··· Stored data ···

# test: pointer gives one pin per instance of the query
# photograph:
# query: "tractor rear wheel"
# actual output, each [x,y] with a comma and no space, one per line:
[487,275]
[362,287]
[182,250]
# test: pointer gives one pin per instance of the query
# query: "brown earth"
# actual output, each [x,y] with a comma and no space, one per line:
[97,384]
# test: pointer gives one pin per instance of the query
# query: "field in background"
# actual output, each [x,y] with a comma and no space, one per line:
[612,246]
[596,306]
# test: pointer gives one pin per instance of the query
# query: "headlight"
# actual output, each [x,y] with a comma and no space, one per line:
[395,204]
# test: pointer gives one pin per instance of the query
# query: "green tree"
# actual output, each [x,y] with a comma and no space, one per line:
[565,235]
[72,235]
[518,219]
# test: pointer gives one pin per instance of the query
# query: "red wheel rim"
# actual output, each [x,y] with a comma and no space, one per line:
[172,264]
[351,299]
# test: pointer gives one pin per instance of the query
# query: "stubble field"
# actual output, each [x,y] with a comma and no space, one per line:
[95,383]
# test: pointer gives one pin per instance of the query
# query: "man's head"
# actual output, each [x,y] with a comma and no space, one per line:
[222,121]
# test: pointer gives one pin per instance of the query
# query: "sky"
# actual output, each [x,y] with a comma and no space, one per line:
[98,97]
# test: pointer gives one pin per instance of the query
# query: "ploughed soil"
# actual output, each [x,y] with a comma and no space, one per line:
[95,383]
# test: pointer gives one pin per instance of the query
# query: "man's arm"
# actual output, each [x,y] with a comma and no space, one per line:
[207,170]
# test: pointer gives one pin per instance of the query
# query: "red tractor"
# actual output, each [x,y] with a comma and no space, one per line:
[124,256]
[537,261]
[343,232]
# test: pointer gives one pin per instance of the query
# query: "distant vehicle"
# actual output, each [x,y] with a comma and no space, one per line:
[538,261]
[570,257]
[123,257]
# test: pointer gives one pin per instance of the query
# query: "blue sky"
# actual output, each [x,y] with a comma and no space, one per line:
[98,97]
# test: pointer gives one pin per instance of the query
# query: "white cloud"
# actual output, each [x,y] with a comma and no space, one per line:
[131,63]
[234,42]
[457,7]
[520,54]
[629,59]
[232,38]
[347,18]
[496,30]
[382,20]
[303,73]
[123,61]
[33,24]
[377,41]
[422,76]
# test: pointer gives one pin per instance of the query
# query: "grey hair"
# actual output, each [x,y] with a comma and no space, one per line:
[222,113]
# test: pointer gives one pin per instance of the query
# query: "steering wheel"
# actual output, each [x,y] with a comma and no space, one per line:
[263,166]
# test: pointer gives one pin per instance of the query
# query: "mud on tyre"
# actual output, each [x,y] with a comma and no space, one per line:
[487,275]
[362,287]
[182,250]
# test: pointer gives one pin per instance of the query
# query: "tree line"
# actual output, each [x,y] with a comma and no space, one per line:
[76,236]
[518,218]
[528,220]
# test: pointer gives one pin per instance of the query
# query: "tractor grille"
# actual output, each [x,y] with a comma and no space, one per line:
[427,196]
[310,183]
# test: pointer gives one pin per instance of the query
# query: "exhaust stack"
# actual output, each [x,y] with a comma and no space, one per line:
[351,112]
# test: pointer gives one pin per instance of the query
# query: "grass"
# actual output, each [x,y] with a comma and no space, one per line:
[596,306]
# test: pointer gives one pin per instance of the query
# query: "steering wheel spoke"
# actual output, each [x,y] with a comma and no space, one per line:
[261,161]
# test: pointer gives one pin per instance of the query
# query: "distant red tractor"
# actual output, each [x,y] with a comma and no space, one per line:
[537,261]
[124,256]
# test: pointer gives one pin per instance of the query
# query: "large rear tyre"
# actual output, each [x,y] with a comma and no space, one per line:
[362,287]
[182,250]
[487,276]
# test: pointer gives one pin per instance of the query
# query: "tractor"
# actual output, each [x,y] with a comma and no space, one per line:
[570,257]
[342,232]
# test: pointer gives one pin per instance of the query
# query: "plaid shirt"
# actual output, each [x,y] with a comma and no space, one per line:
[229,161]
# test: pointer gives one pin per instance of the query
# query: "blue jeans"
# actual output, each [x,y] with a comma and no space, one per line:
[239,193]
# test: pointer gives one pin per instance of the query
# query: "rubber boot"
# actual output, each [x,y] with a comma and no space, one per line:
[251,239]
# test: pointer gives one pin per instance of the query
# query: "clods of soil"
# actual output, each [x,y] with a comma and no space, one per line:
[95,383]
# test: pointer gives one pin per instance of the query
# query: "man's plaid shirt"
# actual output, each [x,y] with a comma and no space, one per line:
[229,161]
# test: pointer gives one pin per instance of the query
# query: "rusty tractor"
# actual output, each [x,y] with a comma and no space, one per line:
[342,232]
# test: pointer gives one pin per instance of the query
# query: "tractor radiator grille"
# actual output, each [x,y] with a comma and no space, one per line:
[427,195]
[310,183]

···

### Exercise description
The records above are to be repeated exactly, in their entirety.

### Final result
# test: pointer gives one pin per instance of the query
# photograph:
# query: "tractor rear wheel"
# actual output, each [x,y] with a comma and no space, one per line:
[487,275]
[362,287]
[182,250]
# test: pointer gives one pin per instance of the query
# query: "brown earth"
# actual output, each [x,y] with a comma and no space, one per line:
[97,384]
# test: pointer gives one pin per instance of the query
# query: "field in background"
# actual output, each [x,y] with a comma and no space, one per line:
[612,246]
[596,306]
# test: pointer gives one pin per instance of the query
# query: "headlight"
# actual output, each [x,y] with a comma and no space, one per line:
[395,204]
# test: pointer gives one pin per instance of the query
# query: "green tree"
# actual output, each [x,y] with a comma and no space, one per line:
[565,235]
[72,235]
[518,219]
# test: pointer gives one pin per instance of the query
# query: "red wheel rim"
# actual output, each [x,y] with a comma and no space, one per line:
[172,264]
[351,299]
# test: pointer gives one pin per instance of the query
# query: "stubble field"
# actual output, each [x,y] with a comma and no space, one per line:
[95,383]
# test: pointer gives one pin per instance of the query
# query: "man's head"
# actual output, each [x,y] with a comma and no space, one per line:
[222,121]
# test: pointer gives one pin per instance of the query
# query: "sky"
# actual output, each [x,y] with a comma and no space, one per line:
[98,97]
# test: pointer gives one pin per instance of the query
# query: "ploughed soil"
# actual output, each [x,y] with a comma and no space, one per line:
[95,383]
# test: pointer gives one pin per instance of the query
# query: "man's arm"
# actual output, each [x,y] with a comma and no space, one per line:
[207,170]
# test: pointer gives one pin per instance of the query
# query: "red tractor"
# actual output, each [x,y] with a comma and no space, one per line:
[124,256]
[537,261]
[343,232]
# test: pointer gives one pin per instance of the query
# query: "distant vehicle"
# actual output, each [x,y] with a comma and no space, one per line:
[538,261]
[570,257]
[123,257]
# test: pointer gives one pin per instance of the query
# query: "blue sky"
# actual output, each [x,y] with a comma and no space, one per line:
[98,97]
# test: pointer gives one pin per instance of the query
# query: "white cloud"
# actual output, each [x,y] with a comma and no space, one per line:
[131,63]
[234,42]
[457,7]
[520,54]
[629,59]
[232,38]
[347,18]
[496,30]
[382,20]
[303,73]
[123,61]
[33,24]
[377,41]
[422,76]
# test: pointer gives one pin per instance of the query
# query: "grey hair"
# actual output, each [x,y] with a comma and no space, one per line:
[222,113]
# test: pointer gives one pin per instance of the query
# query: "steering wheel"
# actual output, each [x,y] with a comma and no space, one per line:
[263,166]
# test: pointer gives one pin per instance of the query
# query: "mud on tyre"
# actual output, each [x,y] with a comma and no space, one per line:
[487,275]
[362,287]
[182,250]
# test: pointer gives one pin per instance of the query
# query: "tree line"
# actual output, each [x,y] with a comma and no space, one per line:
[76,236]
[518,218]
[528,220]
# test: pointer gives one pin per instance of the query
# query: "tractor grille"
# actual output, each [x,y] with a comma and no space, one per line:
[427,196]
[310,183]
# test: pointer gives one pin per instance of the query
# query: "exhaust stack"
# actual output, each [x,y] with a comma and no space, one per line:
[351,112]
# test: pointer gives one pin per instance of the query
# query: "grass"
# actual output, each [x,y] with a comma and no space, one per line:
[596,306]
# test: pointer gives one pin per instance of the query
# query: "steering wheel spoke"
# actual output, each [x,y] with a comma and no space, one per line:
[261,161]
# test: pointer gives one pin per instance of the query
# query: "distant red tractor"
# actual output, each [x,y] with a comma and no space, one per line:
[537,261]
[124,256]
# test: pointer gives one pin per instance of the query
# query: "large rear tyre"
# actual output, each [x,y] with a comma and no space, one per line:
[362,287]
[182,250]
[487,276]
# test: pointer gives one pin per instance of the query
# query: "tractor"
# actual output, each [x,y] with a comma and no space, one per line:
[570,257]
[342,232]
# test: pointer gives one pin per instance of the query
# query: "plaid shirt"
# actual output, each [x,y] with a comma and no space, one per line:
[229,161]
# test: pointer gives one pin per instance of the query
# query: "blue jeans"
# actual output, each [x,y] with a comma and no space, one per line:
[239,193]
# test: pointer gives one pin per instance of the query
# query: "rubber boot"
# actual output, each [x,y] with a comma and no space, one per line:
[251,239]
# test: pointer gives one pin per instance of the query
# query: "clods of soil"
# actual output, each [x,y] with a comma and no space, one per line:
[95,383]
# test: pointer gives one pin per instance of the query
# query: "man's plaid shirt"
# actual output, each [x,y] with a comma and no space, one per line:
[229,161]
# test: pointer gives one pin per instance of the query
# query: "rusty tractor"
# actual output, each [x,y] with a comma and no space, one per line:
[342,232]
# test: pointer gives one pin per instance of the query
# query: "tractor radiator grille"
# actual output, each [x,y] with a comma and no space, one per line:
[427,195]
[310,183]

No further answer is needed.